Voir la fiche complète du film : Audrey Rose (Robert Wise - 1977)

Audrey Rose

Audrey Rose est un film en dents de scie qui mérite le coup d’œil pour sa proposition originale et pour ses scènes de tension réussies, mais qui risquera de laisser certains spectateurs sur le carreau en raison de sa seconde partie qui a tendance à piétiner.
Publié le 4 Décembre 2023 par GeoffreyVoir la fiche de Audrey Rose
7

On a tendance à l’oublier, mais Anthony Hopkins a eu une carrière avant le Silence des Agneaux, et pas des moindres puisqu’il a tout de même tourné avec des pointures comme David Lynch (Elephant Man), Richard Attenborough (Magic) ou encore l’homme derrière le film qui nous occupe aujourd’hui, le grand Robert Wise.

Pour ceux qui ne le connaîtraient pas, Robert Wise c’est le réalisateur à la manœuvre sur des films comme West Side Story, Star Trek, La Maison du Diable, Le Jour où la Terre s'arrêtaLe Mystère Andromède et La Mélodie du Bonheur. Bref, que des œuvres mineures dont vous n’avez jamais entendu parler.

En 1977, il nous revient avec cette Audrey Rose tout à fait intrigante, basée sur un script de Frank De Felitta adapté de son propre roman, et que l’auteur dit inspiré de faits réels.

Janice et Bill Templeton forment avec leur fille Ivy une famille heureuse et sans histoire... jusqu’au jour où un mystérieux étranger se met à les suivre partout où ils vont.

L’inconnu finit par leur proposer un rendez-vous et par leur révéler qu’Ivy serait la réincarnation de sa propre fille, morte onze ans plus tôt...

Mal aimé au sein de la riche filmographie de son réalisateur, Audrey Rose ne l’est pas sans raison. En effet, l’effort de Wise, et c’est bien dommage au vu de son sujet peu exploité par le 7ème art, n’est pas ce que l’on pourrait appeler une réussite totale, malgré d’indéniables sur lesquelles nous reviendront. Et si le film loupe le coche, c'est principalement en raison de sa structure narrative qui se divise en deux parties distinctes, de qualité inégale.

Son travail parle pour lui : Wise est un touche-à-tout de génie puisqu’il passe aussi bien de la science-fiction à l’épouvante qu’à la comédie musicale. La solidité de sa mise en scène est indéniable et cela se vérifie encore une fois puisque Audrey Rose peut compter sur plusieurs séquences bien troussées qui n’ont pas manqué de me mettre mal à l’aise, alors que l’on ne remarque aucun effet outrancier et que nous ne sommes pas dans un film de possession démoniaque comme on pourrait le croire.

Déplorons néanmoins une caméra un peu trop rigide et « plan-plan » par moments, surtout lors des séquences de dialogues, ce qui peut nuire à un rythme général plutôt lent.

Heureusement, le réalisateur peut compter sur un casting de choix avec un Anthony Hopkins parfait dans le rôle du père éprouvé par le deuil de son enfant, mais ce serait oublier les partitions impeccables de Marsha Mason qui incarne la mère de la jeune Ivy Templeton, et de Susan Swift qui  donne vie à cette dernière, incarnant avec aisance la double de personnalité d’Ivy Templeton/Audrey Rose. L’actrice qui n’avait que 13 ans au moment du tournage se montre impressionnante de justesse et demeure crédible tout du long, dans un rôle pourtant ardu.

--- --- ---

* [OBJECTIF]: D'après la critique d'Audrey Rose, quel âge avait Susan Swift pendant le tournage ?

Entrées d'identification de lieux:
--- --- ---

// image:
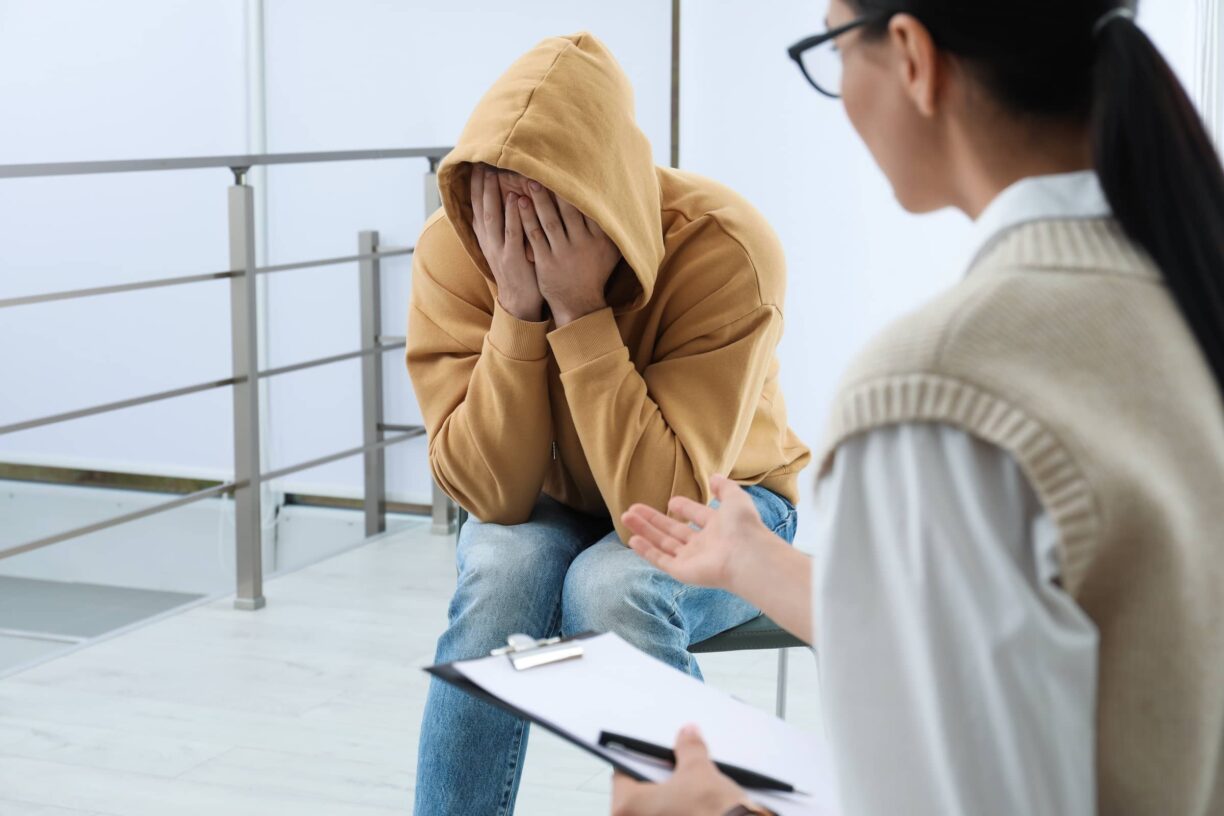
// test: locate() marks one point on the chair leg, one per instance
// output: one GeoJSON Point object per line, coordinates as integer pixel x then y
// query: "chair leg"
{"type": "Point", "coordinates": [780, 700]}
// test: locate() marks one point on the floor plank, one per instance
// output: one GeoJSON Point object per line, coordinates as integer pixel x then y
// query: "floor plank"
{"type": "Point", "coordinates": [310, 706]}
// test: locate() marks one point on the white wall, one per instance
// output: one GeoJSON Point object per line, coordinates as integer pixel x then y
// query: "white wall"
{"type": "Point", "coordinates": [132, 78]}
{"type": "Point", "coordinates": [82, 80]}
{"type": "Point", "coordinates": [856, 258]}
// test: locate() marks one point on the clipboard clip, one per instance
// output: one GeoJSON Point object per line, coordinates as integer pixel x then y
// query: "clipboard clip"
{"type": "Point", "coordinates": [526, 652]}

--- --- ---

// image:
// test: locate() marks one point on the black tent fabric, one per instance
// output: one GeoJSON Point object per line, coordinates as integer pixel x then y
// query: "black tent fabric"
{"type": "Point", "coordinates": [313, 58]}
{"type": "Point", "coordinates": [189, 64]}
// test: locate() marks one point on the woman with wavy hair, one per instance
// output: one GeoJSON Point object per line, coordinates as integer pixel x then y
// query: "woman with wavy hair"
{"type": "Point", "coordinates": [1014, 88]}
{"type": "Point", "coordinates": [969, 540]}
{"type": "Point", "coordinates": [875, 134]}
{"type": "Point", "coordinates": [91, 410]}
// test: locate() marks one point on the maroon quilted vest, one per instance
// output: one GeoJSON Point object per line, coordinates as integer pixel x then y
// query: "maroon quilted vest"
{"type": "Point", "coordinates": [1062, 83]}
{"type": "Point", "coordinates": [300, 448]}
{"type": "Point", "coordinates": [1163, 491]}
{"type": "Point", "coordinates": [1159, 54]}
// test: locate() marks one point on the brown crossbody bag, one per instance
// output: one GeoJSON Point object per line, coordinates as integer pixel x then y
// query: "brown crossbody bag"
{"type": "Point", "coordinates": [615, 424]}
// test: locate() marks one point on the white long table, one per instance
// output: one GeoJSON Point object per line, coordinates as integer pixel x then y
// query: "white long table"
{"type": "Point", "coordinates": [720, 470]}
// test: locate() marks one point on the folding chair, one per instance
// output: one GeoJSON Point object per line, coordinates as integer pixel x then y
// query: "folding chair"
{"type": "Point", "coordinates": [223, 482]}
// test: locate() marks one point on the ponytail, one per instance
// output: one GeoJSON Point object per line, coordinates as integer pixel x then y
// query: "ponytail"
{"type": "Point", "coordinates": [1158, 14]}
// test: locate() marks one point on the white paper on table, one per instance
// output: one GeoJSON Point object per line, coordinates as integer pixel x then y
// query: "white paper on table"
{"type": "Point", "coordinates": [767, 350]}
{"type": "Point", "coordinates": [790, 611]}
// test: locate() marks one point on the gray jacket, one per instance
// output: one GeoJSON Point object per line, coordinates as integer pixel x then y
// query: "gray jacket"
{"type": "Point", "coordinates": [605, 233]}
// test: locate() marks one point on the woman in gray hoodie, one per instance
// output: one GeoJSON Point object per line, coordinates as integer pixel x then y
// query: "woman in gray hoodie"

--- --- ---

* [RÉPONSE RÉDIGÉE]: Elle n'avait que 13 ans.